▶ _What this task involves_
Your task is to output the data exactly as it stands.

* * * * * * * * *

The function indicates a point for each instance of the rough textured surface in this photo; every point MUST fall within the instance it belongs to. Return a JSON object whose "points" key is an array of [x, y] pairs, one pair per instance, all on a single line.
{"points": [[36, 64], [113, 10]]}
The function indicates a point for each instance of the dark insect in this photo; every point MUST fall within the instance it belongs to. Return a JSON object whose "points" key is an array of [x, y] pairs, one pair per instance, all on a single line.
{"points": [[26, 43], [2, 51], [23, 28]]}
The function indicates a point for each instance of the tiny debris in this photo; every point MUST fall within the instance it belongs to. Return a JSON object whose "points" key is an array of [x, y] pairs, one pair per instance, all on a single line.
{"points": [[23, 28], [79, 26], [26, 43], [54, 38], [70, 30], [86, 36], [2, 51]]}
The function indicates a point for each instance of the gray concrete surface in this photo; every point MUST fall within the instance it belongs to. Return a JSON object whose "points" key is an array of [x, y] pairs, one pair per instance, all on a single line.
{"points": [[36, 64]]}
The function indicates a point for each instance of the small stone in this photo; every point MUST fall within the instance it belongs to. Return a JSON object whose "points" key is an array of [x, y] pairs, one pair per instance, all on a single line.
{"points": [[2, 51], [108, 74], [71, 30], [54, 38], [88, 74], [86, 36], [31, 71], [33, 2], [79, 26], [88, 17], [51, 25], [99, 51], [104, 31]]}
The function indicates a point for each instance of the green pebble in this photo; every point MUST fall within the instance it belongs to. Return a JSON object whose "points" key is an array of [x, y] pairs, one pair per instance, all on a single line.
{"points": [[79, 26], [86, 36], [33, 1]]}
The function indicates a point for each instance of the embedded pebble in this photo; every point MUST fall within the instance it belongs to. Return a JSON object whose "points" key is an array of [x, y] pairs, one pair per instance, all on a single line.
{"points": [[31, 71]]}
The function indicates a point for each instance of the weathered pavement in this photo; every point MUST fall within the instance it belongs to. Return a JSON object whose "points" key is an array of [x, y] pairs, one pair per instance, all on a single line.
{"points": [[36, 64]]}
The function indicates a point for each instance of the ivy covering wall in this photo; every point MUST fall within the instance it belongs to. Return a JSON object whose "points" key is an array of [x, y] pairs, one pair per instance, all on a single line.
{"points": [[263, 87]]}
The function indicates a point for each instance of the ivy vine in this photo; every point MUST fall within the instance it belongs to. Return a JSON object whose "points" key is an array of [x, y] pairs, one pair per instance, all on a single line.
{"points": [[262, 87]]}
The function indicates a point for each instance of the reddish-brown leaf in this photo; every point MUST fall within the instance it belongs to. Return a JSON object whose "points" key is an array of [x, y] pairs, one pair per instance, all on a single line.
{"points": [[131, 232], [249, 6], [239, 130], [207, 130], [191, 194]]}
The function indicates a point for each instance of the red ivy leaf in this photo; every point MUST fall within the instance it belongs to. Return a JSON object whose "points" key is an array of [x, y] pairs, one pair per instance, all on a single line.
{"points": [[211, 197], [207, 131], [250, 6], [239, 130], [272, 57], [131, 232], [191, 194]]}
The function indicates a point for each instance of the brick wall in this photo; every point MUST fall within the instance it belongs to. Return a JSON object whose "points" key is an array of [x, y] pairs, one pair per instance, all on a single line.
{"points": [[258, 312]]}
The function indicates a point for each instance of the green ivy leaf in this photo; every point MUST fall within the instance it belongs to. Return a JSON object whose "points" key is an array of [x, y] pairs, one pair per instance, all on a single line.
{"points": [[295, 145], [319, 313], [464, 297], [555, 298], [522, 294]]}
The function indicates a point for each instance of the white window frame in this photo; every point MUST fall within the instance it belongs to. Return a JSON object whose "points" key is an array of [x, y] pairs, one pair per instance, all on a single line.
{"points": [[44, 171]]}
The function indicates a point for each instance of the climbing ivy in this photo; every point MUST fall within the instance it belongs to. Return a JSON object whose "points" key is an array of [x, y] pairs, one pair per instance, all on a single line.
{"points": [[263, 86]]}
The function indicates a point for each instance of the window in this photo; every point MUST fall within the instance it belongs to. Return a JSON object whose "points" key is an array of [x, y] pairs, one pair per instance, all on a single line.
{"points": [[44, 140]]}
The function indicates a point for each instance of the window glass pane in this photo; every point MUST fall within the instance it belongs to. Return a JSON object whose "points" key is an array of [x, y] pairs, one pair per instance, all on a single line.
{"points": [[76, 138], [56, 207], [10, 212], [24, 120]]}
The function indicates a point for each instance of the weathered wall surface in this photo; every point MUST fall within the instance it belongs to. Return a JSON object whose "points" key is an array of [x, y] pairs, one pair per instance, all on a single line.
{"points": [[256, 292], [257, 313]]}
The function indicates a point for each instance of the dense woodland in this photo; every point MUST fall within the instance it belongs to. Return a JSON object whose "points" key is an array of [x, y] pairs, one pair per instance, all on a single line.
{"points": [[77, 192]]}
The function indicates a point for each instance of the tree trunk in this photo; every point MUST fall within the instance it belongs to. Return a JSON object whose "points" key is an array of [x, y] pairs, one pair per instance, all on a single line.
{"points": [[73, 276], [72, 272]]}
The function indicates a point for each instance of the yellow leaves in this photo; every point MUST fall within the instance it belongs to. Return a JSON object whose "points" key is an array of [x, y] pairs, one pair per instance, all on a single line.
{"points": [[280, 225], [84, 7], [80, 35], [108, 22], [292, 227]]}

* * * * * * * * *

▶ _Complete response_
The function indicates a point for each instance of the rough textured surface in this photo; every point MUST fall within the instance it belongs to. Return a JSON object whose "points" key is an array of [x, y] pairs, one pair per instance, all on a single line.
{"points": [[36, 64], [113, 10]]}
The function indicates a point for each instance of the dark insect in this photo; every point MUST fall within the instance it belongs to. Return a JSON object whose "points" key is an array of [x, y] pairs, one pair per instance, all on a single line.
{"points": [[26, 43], [2, 51], [23, 28]]}
The function indicates a point for each instance of the tiny debris in this photo; every point MUST fall within the instance it belongs to. Return a JSON object whose "points" key is an array of [x, y] pairs, one pair per instance, all on a single line.
{"points": [[23, 28], [79, 26], [26, 43], [54, 38], [70, 30], [86, 36], [2, 51]]}
The function indicates a point for each instance of the gray concrete surface in this photo; every point MUST fall within the instance it belongs to. Return a JSON object whose "points" key is an array of [x, y] pairs, one pair per instance, all on a single line.
{"points": [[36, 64]]}
The function indicates a point for each instance of the small stone in this photo; every point MUST fall within the instance it belongs to. Return a JSON object whose "points" key is an array of [x, y] pairs, one pair per instance, all on a single line.
{"points": [[2, 51], [108, 74], [71, 30], [54, 38], [88, 74], [86, 36], [31, 71], [33, 2], [79, 26], [88, 17], [51, 25], [99, 51], [104, 31]]}
The function indicates a point for each instance of the green pebble in this photo; every point MUST fall within the instance it belongs to. Return a JSON object whose "points" key is an array of [x, y] pairs, one pair per instance, all on a single line.
{"points": [[79, 26], [86, 36], [33, 1]]}
The function indicates a point for each instance of the embedded pebble in this photo; every point MUST fall within the instance it belongs to. Return a JSON object whose "points" key is an array of [x, y] pairs, one pair per instance, all on a single line.
{"points": [[31, 71]]}
The function indicates a point for each instance of the weathered pavement in this photo; every point MUST fall within the instance it belongs to. Return a JSON object whose "points" key is an array of [x, y] pairs, one pair per instance, all on a single line.
{"points": [[36, 64]]}
The function indicates a point for each instance of the ivy covering wall in this photo; every point MUST fall within the instance it belongs to. Return a JSON object whose "points" key is an array of [x, y] pairs, one pair per instance, all on a single line.
{"points": [[263, 87]]}
The function indicates a point for each instance of the ivy vine in this photo; every point MUST fall within the instance it belongs to. Return a JSON object whose "points" key is an array of [x, y] pairs, one pair per instance, all on a single line.
{"points": [[262, 87]]}
The function indicates a point for each instance of the reddish-brown leaf in this photo; every point MUST fall within the instance it belongs to. Return a JSON object whose "points" key is an array of [x, y] pairs, one pair per instance, all on a single line.
{"points": [[131, 232], [249, 6], [239, 130], [207, 130], [191, 194]]}
The function indicates a point for each instance of the red ivy leaf in this photo; every point MUST fall within the instance it belongs to. Return a JSON object whose "points" key is an array of [x, y] pairs, one pair per instance, all on a single line.
{"points": [[211, 197], [207, 131], [250, 6], [239, 130], [272, 57], [131, 232], [191, 194]]}
The function indicates a point for each instance of the brick wall in this photo; every point MUST fall within the instance it belongs to. Return a JSON object whose "points" key is an array of [x, y] pairs, one pair per instance, all on a single line.
{"points": [[258, 312]]}
The function indicates a point for each instance of the green ivy leaf in this photo; every point MUST fall within the instance it belongs to. Return a JSON object whose "points" key is an array of [x, y] pairs, one pair per instance, all on a single line.
{"points": [[295, 145], [319, 313], [464, 297], [555, 298], [522, 294]]}
The function indicates a point for each instance of the white window frame in this photo; every point MUST fall within the instance it belongs to. Return a JSON object whose "points" key is an array of [x, y] pairs, one pair per instance, all on a single line.
{"points": [[44, 171]]}
The function indicates a point for each instance of the climbing ivy in this photo; every point MUST fall within the instance it belongs to. Return a JSON object whose "points" key is an array of [x, y] pairs, one pair per instance, all on a single line.
{"points": [[263, 86]]}
The function indicates a point for each instance of the window in this photo; every point MUST fall within the instance it belongs to. Return a JSON object whose "points" key is an array of [x, y] pairs, one pair per instance, all on a single line.
{"points": [[44, 140]]}
The function indicates a point for each instance of the window glass pane in this photo; every point MUST fall within the instance it belongs to. Return a JSON object whose "points" key is an array of [x, y] pairs, one pair per instance, all on a single line.
{"points": [[76, 138], [56, 207], [10, 212], [24, 120]]}
The function indicates a point for each instance of the weathered wall surface in this photo; every point MUST fall within the instance it belongs to. Return a JSON object whose "points" key is an array of [x, y] pairs, one pair per instance, all on a single line.
{"points": [[256, 292], [257, 313]]}
The function indicates a point for each instance of the dense woodland in this photo; every point MUST fall within the instance it belongs to. Return a JSON object whose "points" key is an array of [x, y] pairs, one pair per instance, all on a single line.
{"points": [[77, 192]]}
The function indicates a point for each instance of the tree trunk in this photo; every point MUST fall within the instance it belongs to. Return a JSON object whose "points" key is an array of [x, y] pairs, one pair per instance, all on a single line.
{"points": [[73, 276], [72, 272]]}
The function indicates a point for each instance of the yellow leaves in this photo; every point MUST fall within the instance it belongs to. Return a JSON object whose "points" key is an array of [x, y] pairs, one pair per instance, all on a single line.
{"points": [[280, 225], [84, 7], [80, 35], [108, 22], [292, 227]]}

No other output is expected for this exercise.